**The task**
Word for word, restate every line of the material.

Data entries
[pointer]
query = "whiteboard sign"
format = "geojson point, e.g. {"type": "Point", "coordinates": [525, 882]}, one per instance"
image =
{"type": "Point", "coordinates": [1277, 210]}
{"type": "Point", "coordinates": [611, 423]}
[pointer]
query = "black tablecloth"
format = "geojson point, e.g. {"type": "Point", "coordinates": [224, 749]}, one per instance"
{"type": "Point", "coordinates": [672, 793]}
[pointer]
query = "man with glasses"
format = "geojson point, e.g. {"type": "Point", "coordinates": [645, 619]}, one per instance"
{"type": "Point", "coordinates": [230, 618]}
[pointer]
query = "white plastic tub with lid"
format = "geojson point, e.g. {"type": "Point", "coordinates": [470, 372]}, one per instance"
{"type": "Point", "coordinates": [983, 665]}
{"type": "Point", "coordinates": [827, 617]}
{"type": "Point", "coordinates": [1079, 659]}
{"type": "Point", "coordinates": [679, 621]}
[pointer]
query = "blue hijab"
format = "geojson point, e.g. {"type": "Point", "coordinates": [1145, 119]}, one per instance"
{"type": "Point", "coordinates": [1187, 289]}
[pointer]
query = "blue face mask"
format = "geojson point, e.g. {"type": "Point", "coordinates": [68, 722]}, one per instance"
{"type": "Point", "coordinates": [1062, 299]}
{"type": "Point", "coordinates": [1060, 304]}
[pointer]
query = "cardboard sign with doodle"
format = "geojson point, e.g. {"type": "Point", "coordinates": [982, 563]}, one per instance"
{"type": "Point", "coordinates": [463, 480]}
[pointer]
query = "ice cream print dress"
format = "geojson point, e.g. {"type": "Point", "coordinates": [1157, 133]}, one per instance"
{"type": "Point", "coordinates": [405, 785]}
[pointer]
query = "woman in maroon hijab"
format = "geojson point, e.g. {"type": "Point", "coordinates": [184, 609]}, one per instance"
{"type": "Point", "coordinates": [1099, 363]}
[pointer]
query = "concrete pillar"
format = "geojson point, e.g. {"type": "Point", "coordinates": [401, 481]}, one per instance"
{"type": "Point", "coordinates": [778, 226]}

**Expected answer**
[pointer]
query = "whiteboard sign"
format = "geojson point, e.g. {"type": "Point", "coordinates": [525, 882]}, one per instance"
image =
{"type": "Point", "coordinates": [1277, 210]}
{"type": "Point", "coordinates": [611, 423]}
[pointer]
query = "black tablecloth"
format = "geojson point, e.g. {"type": "Point", "coordinates": [224, 749]}, one per instance"
{"type": "Point", "coordinates": [672, 793]}
[pointer]
query = "man with glasses"
format = "geojson point, e.g. {"type": "Point", "coordinates": [645, 619]}, one per instance"
{"type": "Point", "coordinates": [230, 618]}
[pointer]
query = "white plastic tub with lid"
format = "geojson point, e.g. {"type": "Point", "coordinates": [470, 372]}, one per instance"
{"type": "Point", "coordinates": [983, 665]}
{"type": "Point", "coordinates": [827, 617]}
{"type": "Point", "coordinates": [1079, 659]}
{"type": "Point", "coordinates": [679, 621]}
[pointer]
query = "blue hijab"
format = "geojson point, e.g. {"type": "Point", "coordinates": [1145, 119]}, one per instance"
{"type": "Point", "coordinates": [1187, 289]}
[pointer]
query = "blue face mask"
format = "geojson point, e.g. {"type": "Point", "coordinates": [68, 722]}, one per instance"
{"type": "Point", "coordinates": [1062, 299]}
{"type": "Point", "coordinates": [1060, 304]}
[pointer]
query = "cardboard sign with doodle"
format = "geojson point, e.g. {"type": "Point", "coordinates": [982, 563]}, one per instance"
{"type": "Point", "coordinates": [463, 480]}
[pointer]
query = "ice cream print dress"
format = "geojson point, e.g. {"type": "Point", "coordinates": [1157, 133]}, one per instance"
{"type": "Point", "coordinates": [405, 785]}
[pointer]
query = "woman in maroon hijab"
format = "geojson point, e.g. {"type": "Point", "coordinates": [184, 609]}, one per instance"
{"type": "Point", "coordinates": [1099, 363]}
[pointer]
query = "concrete pillar"
format = "geojson point, e.g. {"type": "Point", "coordinates": [401, 481]}, one per instance"
{"type": "Point", "coordinates": [778, 226]}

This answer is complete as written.